#### Provided records
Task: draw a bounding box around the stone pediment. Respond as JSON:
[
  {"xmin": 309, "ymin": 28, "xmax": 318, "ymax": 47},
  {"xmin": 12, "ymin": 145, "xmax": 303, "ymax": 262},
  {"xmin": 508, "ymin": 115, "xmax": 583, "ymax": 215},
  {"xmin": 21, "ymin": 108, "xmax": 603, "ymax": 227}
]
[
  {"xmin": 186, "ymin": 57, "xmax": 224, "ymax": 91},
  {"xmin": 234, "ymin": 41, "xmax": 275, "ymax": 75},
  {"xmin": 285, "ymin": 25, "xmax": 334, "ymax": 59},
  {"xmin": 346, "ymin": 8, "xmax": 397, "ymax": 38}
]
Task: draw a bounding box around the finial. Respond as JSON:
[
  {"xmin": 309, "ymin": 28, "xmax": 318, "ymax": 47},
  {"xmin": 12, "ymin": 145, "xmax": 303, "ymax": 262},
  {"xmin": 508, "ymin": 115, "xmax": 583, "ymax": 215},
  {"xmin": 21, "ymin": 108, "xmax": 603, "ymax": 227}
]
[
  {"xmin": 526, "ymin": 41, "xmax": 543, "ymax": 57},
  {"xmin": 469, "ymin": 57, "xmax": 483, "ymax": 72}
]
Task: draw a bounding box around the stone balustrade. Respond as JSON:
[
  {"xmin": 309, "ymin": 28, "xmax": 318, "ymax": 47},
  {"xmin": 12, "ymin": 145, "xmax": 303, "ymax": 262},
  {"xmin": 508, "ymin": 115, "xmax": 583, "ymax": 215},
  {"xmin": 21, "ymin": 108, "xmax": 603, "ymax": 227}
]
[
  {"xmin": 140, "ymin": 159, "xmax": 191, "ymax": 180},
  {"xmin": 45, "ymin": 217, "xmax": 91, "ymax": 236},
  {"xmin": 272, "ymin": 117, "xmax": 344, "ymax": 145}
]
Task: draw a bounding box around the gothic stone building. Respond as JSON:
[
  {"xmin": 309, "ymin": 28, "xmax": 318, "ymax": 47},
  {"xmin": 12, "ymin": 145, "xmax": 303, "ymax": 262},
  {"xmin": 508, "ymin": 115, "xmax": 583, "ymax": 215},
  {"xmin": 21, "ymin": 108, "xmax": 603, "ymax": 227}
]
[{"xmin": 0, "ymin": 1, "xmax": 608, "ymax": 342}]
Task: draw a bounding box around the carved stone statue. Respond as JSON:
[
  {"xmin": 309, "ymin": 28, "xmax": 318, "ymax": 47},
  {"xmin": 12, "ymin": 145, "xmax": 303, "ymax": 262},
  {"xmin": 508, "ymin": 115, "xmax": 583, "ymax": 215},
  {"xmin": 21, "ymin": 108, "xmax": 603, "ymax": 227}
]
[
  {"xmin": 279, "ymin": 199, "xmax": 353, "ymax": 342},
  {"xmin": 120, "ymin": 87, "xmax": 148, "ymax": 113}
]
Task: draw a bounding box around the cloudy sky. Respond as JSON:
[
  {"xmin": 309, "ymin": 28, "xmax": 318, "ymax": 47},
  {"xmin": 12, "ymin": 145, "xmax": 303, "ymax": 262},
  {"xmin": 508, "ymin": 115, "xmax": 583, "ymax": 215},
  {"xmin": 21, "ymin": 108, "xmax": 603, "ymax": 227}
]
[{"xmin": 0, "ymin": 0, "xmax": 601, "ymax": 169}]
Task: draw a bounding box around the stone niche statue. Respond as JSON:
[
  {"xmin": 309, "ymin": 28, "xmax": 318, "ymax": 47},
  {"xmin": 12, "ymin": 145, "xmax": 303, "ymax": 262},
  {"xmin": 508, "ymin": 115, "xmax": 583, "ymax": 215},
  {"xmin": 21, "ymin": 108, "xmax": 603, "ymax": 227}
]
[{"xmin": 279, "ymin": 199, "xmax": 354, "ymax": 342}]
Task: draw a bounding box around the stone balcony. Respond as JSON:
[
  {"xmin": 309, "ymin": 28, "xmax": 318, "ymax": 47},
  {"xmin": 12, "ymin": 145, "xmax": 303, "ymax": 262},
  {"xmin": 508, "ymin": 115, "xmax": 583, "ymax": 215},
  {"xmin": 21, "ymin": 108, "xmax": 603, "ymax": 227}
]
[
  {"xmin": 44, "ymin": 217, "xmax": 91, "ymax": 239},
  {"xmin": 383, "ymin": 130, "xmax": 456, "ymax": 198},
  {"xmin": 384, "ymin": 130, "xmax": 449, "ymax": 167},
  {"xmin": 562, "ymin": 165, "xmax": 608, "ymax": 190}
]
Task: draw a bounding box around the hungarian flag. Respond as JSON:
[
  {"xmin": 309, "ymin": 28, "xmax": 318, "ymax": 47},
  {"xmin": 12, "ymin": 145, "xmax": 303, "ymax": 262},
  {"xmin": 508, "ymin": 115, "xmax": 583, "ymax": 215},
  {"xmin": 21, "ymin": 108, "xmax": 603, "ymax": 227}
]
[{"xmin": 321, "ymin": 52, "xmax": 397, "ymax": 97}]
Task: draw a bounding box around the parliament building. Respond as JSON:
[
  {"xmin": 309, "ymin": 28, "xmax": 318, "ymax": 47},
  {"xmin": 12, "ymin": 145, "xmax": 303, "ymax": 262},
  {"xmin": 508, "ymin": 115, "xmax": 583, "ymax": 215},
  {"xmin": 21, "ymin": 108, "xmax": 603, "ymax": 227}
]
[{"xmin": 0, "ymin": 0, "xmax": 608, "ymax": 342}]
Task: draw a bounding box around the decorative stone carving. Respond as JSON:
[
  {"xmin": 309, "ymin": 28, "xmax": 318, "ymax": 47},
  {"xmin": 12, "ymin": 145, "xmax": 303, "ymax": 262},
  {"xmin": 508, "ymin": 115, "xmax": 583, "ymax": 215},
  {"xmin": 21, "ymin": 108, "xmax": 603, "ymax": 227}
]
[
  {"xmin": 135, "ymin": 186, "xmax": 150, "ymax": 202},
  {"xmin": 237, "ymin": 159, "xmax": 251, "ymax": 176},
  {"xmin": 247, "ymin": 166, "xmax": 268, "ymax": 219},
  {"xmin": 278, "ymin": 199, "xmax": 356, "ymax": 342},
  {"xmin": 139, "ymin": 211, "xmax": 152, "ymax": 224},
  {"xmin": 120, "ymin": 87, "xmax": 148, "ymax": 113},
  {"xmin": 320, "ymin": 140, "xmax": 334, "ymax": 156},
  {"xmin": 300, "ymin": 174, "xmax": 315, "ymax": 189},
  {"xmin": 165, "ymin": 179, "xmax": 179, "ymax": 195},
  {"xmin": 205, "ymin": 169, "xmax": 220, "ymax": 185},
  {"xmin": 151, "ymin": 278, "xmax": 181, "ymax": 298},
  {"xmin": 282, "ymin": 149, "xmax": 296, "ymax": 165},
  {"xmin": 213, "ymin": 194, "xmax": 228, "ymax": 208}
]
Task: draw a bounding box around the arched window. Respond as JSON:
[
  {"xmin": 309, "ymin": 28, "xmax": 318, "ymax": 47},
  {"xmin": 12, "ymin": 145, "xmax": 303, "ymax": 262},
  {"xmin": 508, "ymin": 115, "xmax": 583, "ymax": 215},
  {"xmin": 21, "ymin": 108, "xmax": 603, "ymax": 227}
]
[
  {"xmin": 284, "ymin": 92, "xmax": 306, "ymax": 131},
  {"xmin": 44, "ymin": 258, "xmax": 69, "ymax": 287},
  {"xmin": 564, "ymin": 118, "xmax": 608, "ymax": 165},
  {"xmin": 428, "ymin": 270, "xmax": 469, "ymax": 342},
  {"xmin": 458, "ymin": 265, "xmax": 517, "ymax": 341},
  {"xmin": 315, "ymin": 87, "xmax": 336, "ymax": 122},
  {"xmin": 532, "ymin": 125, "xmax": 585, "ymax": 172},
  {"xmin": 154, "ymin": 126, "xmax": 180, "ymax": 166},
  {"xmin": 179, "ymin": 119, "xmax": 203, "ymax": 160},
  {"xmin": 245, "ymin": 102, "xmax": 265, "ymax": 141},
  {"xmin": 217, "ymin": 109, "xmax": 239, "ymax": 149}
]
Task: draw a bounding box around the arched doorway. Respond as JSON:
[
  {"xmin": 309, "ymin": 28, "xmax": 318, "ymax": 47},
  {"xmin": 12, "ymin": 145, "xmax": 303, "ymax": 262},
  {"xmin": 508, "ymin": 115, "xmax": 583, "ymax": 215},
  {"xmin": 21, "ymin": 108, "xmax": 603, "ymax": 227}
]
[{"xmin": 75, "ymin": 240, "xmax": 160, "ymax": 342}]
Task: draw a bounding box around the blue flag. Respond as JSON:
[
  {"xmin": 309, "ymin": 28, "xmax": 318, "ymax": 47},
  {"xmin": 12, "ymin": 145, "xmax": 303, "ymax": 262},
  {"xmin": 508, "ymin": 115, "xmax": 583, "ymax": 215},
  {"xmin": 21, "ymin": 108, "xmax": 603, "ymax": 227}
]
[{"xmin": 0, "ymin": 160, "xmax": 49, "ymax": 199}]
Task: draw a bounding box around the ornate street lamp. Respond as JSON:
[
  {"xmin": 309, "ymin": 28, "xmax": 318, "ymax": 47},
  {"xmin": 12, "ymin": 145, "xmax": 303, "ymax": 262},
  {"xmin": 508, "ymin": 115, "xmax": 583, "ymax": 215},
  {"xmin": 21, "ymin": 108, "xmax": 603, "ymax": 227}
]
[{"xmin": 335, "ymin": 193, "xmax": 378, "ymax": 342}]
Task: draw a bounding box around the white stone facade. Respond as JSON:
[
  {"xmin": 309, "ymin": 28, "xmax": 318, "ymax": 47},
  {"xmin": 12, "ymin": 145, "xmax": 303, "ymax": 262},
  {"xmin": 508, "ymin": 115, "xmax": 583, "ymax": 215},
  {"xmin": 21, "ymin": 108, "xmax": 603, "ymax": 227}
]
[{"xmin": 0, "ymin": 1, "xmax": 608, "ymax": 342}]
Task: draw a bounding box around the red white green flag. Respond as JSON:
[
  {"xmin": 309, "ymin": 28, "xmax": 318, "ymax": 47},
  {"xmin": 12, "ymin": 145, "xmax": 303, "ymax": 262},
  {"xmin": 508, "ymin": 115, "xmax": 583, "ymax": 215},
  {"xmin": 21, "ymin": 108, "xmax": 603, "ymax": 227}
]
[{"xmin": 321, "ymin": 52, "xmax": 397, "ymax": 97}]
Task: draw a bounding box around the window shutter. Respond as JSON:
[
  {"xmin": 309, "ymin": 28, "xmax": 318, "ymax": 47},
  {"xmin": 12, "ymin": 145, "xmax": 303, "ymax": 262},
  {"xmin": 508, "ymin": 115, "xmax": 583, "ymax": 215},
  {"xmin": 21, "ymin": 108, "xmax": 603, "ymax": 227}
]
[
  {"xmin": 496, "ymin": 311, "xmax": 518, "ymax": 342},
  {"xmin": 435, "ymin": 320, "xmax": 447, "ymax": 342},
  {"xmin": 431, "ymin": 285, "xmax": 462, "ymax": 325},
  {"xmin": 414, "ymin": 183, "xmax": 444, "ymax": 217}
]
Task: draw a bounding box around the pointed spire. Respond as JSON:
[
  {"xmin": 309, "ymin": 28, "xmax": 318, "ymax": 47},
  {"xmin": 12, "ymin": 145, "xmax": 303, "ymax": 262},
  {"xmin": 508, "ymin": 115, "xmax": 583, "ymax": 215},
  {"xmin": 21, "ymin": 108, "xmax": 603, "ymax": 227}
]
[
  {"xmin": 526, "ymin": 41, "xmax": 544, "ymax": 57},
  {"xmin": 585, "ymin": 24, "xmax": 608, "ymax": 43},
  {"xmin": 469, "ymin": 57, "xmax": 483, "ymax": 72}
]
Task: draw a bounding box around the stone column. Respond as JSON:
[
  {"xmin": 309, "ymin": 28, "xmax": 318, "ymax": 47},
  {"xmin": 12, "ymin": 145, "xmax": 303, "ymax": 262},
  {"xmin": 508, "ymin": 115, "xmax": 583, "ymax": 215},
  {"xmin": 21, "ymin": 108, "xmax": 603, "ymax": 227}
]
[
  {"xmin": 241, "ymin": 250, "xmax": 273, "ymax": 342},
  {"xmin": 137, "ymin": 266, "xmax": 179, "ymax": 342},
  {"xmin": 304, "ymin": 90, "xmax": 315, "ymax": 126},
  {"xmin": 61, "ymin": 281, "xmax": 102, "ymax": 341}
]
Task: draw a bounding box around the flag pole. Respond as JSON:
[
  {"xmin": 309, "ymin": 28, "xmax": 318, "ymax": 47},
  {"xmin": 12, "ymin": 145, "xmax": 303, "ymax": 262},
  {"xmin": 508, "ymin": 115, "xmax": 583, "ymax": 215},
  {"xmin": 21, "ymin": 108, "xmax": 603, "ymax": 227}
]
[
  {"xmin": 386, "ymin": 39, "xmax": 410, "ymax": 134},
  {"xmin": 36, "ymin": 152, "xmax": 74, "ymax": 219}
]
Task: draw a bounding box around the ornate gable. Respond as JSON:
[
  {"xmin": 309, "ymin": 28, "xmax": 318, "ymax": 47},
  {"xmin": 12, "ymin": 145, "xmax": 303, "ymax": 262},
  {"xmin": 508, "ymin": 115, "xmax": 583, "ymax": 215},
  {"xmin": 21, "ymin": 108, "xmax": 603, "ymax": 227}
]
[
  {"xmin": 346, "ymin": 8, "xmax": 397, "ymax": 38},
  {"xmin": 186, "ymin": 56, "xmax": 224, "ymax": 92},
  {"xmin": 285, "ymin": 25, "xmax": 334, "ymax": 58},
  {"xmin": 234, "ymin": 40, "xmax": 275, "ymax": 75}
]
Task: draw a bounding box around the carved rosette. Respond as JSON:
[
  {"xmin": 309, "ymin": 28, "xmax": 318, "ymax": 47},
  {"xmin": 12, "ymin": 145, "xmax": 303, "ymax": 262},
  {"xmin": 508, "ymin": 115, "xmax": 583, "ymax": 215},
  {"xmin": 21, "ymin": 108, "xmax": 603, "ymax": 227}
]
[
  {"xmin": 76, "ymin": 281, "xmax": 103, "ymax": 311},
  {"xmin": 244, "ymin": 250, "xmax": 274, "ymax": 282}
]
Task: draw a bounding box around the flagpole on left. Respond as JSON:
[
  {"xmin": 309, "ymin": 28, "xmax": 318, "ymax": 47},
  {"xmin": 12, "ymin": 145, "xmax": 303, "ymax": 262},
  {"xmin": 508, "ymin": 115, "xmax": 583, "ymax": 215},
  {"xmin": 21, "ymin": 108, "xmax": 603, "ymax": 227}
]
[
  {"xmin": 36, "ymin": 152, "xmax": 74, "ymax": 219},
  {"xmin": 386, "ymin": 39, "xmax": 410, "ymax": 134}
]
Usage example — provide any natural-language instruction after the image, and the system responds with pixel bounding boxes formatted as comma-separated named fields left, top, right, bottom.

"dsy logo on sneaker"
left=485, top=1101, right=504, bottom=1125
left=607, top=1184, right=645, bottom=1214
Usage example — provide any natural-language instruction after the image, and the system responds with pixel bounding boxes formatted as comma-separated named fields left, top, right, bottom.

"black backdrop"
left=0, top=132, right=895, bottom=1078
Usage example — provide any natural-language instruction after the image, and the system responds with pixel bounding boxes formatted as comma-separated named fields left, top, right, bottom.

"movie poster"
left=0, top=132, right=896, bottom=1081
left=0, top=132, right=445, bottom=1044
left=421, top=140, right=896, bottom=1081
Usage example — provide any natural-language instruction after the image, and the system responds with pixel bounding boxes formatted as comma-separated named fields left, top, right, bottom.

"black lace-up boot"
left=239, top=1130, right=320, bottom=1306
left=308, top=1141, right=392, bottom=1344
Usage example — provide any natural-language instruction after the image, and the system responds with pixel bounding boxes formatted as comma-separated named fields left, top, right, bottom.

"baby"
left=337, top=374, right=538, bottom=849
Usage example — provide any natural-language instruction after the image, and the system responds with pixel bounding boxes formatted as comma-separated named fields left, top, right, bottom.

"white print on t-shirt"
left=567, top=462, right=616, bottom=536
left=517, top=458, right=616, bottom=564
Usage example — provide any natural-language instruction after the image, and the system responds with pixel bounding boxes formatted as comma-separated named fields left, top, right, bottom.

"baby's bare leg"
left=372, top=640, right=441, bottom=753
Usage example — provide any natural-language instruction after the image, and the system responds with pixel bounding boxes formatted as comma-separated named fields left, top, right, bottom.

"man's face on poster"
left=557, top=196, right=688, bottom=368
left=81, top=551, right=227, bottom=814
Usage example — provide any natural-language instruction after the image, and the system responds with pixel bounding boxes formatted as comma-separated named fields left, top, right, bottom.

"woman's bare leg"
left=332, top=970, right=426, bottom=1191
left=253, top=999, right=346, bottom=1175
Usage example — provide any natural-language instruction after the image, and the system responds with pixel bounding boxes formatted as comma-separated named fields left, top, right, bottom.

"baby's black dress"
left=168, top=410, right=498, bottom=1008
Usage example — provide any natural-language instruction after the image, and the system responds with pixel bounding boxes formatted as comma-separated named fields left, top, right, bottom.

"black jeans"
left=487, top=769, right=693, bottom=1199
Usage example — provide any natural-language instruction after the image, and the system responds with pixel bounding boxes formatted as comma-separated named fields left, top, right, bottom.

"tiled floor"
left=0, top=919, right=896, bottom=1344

#### Given exercise
Identify every line of the items above that contains the word "carved" and copy each one.

#### Complete answer
Task: draw a bounding box around the carved stone statue. Respond as JSON:
Task: draw a bounding box around the carved rosette. Respond as JSON:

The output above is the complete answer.